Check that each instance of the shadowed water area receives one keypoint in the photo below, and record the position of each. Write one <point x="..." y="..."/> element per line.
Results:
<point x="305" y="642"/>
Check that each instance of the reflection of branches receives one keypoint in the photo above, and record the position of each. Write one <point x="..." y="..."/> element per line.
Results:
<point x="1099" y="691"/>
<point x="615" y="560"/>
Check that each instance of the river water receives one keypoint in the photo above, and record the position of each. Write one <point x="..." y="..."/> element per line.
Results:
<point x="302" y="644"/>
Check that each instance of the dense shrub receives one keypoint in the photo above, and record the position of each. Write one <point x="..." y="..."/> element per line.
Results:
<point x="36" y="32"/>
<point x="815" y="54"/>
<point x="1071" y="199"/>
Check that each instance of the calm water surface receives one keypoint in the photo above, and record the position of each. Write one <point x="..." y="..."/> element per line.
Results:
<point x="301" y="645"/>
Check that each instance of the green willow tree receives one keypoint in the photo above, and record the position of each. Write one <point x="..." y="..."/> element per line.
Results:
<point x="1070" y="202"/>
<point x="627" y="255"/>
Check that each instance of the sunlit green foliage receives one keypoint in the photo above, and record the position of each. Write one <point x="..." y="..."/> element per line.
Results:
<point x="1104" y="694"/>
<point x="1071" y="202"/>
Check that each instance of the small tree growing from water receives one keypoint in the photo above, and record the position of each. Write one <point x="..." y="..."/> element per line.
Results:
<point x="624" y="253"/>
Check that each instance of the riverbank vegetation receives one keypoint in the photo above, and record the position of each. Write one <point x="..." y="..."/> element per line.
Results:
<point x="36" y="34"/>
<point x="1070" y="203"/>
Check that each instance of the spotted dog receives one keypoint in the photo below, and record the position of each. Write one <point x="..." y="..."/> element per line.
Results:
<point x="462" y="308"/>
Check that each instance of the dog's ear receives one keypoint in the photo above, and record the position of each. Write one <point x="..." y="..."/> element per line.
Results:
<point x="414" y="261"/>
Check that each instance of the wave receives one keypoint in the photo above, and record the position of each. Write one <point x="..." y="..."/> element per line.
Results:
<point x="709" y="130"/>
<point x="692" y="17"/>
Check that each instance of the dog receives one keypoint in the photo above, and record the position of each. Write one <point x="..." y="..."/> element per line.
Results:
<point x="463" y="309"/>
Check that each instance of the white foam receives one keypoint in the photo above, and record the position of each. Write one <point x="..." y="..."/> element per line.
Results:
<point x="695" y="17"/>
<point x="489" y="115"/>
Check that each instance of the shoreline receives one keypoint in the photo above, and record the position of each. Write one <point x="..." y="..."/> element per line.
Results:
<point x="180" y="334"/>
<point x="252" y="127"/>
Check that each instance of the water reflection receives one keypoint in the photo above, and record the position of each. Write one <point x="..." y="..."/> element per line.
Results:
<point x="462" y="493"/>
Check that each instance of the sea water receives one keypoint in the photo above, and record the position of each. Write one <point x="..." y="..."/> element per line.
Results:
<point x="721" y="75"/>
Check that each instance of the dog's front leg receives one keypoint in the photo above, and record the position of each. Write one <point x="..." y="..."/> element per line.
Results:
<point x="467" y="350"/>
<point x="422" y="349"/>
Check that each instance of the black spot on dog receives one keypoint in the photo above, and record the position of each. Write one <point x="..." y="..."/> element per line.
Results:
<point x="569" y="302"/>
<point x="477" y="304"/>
▬▬▬
■ Instruction:
Turn every row above into a two-column CSV with the header line instruction,points. Put one line per row, with the row's text under instruction and its answer under points, and wrap each field in double quotes with any line breaks replaced by spaces.

■ Exercise result:
instruction,points
"Check that each instance of the shadowed water area receives one keypoint in the photo below, and record the position of each. Write one <point x=""..."" y=""...""/> element per line. Results:","<point x=""305"" y=""642""/>"
"Check that each instance of the reflection of branches receives one keypoint in the photo above, and record the position of each. Write one <point x=""..."" y=""...""/> element per line. Results:","<point x=""1099"" y=""691""/> <point x=""615"" y=""560""/>"
"Check that each instance of the river water receives one keypoint in the photo above, and record the position of each. Write one <point x=""..."" y=""...""/> element per line. Results:","<point x=""302"" y=""644""/>"
"Check that each instance of the dense shrub receives one keypoint in the photo above, and record the position of each. Write one <point x=""..."" y=""...""/> element per line. Results:","<point x=""36"" y=""32""/> <point x=""815"" y=""54""/> <point x=""1071"" y=""199""/>"
"Check that each instance of the calm water surface receives one keypoint in the photo above, and record the position of each. Write one <point x=""..."" y=""...""/> element per line. Results:","<point x=""301"" y=""645""/>"
"Check that each instance of the green willow tree receives one keypoint in the photo above, and record the position of each. Write one <point x=""..."" y=""...""/> element per line. Results:","<point x=""1070"" y=""202""/> <point x=""627"" y=""255""/>"
"Check that each instance of the sunlit green foliage receives one keypoint in the photo above, and record the position of each. Write one <point x=""..."" y=""...""/> element per line. Results:","<point x=""1104"" y=""694""/> <point x=""1071"" y=""202""/>"
"Check that each instance of the small tree growing from water receives one keypoint in the photo above, and record the position of each. Write one <point x=""..."" y=""...""/> element per line. Results:","<point x=""624"" y=""253""/>"
"Check that each instance of the riverbank vegetation receives one keypoint in the photo above, and record the position of each. Write one <point x=""..."" y=""...""/> element per line. Results:","<point x=""36"" y=""34""/> <point x=""1070"" y=""203""/>"
"Check that each instance of the spotted dog receives one keypoint in the photo below, and record the position of each. Write one <point x=""..."" y=""...""/> element per line. Results:","<point x=""462"" y=""308""/>"
"Check that each instance of the dog's ear receives one keypoint in the photo above, and record the position of each. Write one <point x=""..."" y=""...""/> element per line. Results:","<point x=""414"" y=""261""/>"
"Check that each instance of the wave receives one keypoint in the photo above, and record the position of each. Write one <point x=""..."" y=""...""/> element per line. Results:","<point x=""709"" y=""130""/> <point x=""692"" y=""17""/>"
"Check that each instance of the dog receives one keypoint in the photo above, and record the position of each. Write one <point x=""..."" y=""...""/> element per line. Results:","<point x=""463"" y=""309""/>"
"Check that each instance of the white foam receives one keypoint in the photo above, and record the position of each. Write one <point x=""..."" y=""...""/> element per line. Results:","<point x=""695"" y=""17""/> <point x=""489"" y=""115""/>"
"Check that each instance of the shoreline receives one keypoint in the photo above, and record the position of each. Write one <point x=""..."" y=""...""/> element per line. Results:","<point x=""180"" y=""334""/> <point x=""252"" y=""127""/>"
"Check that each instance of the water reflection receives one keypoint in the photo above, and record the position of each. Write one <point x=""..."" y=""...""/> element per line. Results:","<point x=""462"" y=""493""/>"
"Check that each instance of the sea water receives one keypoint in the photo above, and record the position of each. Write one <point x=""..."" y=""...""/> element per line. Results:","<point x=""721"" y=""75""/>"
"Check that each instance of the dog's front leg receives one keypoint in the photo above, and record the position of each. Write one <point x=""..."" y=""...""/> element per line. Results:","<point x=""467"" y=""350""/> <point x=""422"" y=""349""/>"
"Check that each instance of the black spot on dog receives one keypoint in the photo above, and record the position of each. Write one <point x=""..."" y=""...""/> element per line. Results:","<point x=""569"" y=""302""/> <point x=""477"" y=""304""/>"